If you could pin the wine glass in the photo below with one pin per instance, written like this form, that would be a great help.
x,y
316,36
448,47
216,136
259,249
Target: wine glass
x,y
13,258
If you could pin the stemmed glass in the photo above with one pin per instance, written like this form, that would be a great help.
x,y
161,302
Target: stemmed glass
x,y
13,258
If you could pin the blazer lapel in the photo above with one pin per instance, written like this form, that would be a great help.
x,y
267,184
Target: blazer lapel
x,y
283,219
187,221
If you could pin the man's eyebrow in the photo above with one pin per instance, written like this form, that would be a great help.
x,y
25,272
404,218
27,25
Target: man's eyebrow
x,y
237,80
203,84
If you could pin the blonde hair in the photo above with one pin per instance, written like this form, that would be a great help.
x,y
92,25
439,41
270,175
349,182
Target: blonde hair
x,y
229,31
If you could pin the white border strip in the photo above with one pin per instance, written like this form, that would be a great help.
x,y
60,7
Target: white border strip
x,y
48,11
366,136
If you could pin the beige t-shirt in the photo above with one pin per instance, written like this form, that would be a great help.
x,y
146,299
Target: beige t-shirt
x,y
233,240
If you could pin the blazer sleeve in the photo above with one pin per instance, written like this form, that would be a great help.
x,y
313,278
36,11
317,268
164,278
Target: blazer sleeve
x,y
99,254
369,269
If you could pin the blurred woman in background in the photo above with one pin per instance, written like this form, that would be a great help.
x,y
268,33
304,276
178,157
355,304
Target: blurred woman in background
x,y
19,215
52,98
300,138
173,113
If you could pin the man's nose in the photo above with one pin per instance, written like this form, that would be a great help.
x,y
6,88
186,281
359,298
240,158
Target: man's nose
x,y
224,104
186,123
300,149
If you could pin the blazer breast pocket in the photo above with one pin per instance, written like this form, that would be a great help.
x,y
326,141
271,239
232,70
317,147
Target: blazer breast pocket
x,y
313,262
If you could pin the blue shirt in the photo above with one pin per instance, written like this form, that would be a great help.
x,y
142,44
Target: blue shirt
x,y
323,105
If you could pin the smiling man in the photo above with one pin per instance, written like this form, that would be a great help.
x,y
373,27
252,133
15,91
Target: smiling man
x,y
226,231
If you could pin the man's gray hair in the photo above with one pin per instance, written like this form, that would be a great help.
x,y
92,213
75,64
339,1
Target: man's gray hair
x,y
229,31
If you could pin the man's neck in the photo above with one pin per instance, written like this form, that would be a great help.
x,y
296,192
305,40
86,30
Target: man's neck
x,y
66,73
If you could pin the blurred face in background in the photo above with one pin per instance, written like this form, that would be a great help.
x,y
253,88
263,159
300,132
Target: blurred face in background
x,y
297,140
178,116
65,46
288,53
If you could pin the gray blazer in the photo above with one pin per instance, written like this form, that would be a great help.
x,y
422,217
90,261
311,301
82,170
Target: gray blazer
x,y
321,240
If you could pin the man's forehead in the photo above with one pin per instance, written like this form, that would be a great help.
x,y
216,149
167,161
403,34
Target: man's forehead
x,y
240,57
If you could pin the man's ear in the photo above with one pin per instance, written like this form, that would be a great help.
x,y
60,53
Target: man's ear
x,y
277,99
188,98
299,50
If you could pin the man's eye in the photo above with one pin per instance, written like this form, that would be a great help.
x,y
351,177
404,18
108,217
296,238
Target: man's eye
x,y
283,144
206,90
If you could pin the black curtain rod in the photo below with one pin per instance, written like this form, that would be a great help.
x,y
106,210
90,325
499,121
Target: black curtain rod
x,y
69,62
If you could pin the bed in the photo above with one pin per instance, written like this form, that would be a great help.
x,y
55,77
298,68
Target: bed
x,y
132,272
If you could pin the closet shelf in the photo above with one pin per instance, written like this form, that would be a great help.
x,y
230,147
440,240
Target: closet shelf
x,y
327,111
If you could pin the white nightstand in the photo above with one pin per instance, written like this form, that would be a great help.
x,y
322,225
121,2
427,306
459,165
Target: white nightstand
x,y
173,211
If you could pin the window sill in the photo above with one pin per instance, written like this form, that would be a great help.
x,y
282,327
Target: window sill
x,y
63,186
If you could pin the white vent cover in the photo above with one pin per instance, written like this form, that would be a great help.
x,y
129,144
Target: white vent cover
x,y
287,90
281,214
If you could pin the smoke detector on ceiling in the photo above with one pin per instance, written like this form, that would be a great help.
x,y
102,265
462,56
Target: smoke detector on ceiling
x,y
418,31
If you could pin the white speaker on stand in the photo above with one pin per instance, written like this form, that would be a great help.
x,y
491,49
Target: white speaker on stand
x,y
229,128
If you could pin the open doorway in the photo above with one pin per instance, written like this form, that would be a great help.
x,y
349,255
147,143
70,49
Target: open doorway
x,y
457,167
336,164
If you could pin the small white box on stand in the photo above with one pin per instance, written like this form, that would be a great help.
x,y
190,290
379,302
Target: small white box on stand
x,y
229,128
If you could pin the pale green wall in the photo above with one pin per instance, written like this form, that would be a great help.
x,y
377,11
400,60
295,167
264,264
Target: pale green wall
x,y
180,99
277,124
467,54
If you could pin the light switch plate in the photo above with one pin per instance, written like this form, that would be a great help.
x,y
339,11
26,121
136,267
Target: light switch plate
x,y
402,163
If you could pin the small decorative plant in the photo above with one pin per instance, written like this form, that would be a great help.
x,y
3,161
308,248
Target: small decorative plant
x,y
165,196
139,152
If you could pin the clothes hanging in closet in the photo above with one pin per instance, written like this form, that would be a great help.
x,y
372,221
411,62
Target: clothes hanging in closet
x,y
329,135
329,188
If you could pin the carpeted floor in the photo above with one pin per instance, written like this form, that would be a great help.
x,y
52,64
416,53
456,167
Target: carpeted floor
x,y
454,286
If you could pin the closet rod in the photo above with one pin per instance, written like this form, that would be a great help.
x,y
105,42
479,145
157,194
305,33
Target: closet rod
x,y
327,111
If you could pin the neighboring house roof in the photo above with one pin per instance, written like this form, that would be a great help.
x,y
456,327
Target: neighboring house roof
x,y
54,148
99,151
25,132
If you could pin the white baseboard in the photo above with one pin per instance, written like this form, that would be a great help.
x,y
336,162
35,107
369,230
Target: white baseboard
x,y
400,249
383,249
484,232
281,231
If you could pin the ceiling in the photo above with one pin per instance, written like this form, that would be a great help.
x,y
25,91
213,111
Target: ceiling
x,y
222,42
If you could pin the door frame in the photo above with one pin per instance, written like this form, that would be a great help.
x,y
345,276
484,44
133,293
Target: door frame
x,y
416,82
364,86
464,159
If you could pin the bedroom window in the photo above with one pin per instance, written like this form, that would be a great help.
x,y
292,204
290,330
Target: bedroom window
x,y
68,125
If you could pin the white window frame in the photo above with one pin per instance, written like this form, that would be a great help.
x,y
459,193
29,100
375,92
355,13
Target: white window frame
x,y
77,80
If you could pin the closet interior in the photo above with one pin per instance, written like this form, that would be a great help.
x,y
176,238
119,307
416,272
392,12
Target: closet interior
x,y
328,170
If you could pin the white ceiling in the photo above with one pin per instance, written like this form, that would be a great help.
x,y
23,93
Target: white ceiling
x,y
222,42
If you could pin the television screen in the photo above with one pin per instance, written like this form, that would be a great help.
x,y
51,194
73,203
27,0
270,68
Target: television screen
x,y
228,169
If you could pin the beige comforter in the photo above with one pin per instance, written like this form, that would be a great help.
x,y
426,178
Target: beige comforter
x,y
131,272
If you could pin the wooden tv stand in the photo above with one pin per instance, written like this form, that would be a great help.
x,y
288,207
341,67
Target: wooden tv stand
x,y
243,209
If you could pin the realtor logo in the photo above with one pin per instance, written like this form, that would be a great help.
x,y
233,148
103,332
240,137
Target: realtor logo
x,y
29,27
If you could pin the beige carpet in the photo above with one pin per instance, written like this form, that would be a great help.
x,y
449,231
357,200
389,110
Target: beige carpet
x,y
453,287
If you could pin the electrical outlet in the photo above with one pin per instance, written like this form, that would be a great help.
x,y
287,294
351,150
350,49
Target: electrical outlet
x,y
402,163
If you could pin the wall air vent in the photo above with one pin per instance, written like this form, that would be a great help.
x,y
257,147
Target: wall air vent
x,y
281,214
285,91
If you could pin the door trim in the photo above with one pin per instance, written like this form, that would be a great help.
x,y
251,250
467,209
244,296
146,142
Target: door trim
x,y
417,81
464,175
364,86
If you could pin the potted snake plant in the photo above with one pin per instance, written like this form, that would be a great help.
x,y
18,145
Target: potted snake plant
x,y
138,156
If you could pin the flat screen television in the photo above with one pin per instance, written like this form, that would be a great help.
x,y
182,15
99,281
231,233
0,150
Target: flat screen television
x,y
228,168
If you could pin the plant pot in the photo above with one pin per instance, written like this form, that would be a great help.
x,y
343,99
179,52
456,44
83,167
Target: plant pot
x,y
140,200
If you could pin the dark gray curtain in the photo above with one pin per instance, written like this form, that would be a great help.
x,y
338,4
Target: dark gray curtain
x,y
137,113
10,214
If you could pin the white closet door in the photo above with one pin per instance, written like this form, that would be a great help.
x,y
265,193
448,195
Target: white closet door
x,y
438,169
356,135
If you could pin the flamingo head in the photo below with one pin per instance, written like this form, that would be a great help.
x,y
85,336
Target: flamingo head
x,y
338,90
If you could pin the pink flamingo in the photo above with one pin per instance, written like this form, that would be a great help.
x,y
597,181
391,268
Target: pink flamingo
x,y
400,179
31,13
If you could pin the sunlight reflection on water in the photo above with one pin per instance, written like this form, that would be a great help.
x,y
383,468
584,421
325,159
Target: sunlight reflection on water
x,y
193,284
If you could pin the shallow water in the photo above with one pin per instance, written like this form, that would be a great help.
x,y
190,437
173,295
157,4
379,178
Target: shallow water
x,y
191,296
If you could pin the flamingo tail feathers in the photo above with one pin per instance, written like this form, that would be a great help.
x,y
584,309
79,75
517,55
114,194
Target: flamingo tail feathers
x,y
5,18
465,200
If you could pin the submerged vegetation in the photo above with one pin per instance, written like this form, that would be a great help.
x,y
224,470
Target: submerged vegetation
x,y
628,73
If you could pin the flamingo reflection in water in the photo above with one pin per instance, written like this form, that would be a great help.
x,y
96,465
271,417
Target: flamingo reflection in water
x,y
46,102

● ● ● ● ● ● ●

◆ Aim:
With the line containing "If you could pin the white closet" as the first and the last line of the records as the final one, print exactly the lines in that span.

◆ Solution:
If you could pin the white closet door in the photo above with one pin per instance, written like this form, that would be a great help.
x,y
265,193
448,195
Target: white closet door
x,y
438,169
356,135
If you could pin the flamingo head in the photo below with one pin per instance, written like this form, that would be a great help.
x,y
85,336
Target: flamingo head
x,y
338,90
If you could pin the pink flamingo in the photo above with one pin per instance, written like this form, that would be a great help.
x,y
597,181
391,268
Target: pink flamingo
x,y
400,179
31,13
If you could pin the sunlight reflection on water in the photo above with one pin per instance, written like this form, that would be a great help.
x,y
383,468
584,421
325,159
Target: sunlight reflection on water
x,y
193,284
If you could pin the shallow water in the photo above with one pin per instance, written like this form, that would be a great help.
x,y
190,437
173,295
157,4
379,178
Target: shallow water
x,y
191,296
If you could pin the flamingo tail feathers in the photo above with one pin per instance, written like this form, that would be a great help.
x,y
584,309
79,75
517,55
114,194
Target: flamingo tail feathers
x,y
5,18
465,200
If you could pin the submerged vegetation in the photo above with one pin per instance, written like this form, that would be a great help.
x,y
224,470
Target: submerged vegetation
x,y
628,73
If you could pin the flamingo reflection in water in the photo above with one pin per instance, written like this form, that would be a great help.
x,y
96,465
271,417
Target: flamingo reflection in water
x,y
46,102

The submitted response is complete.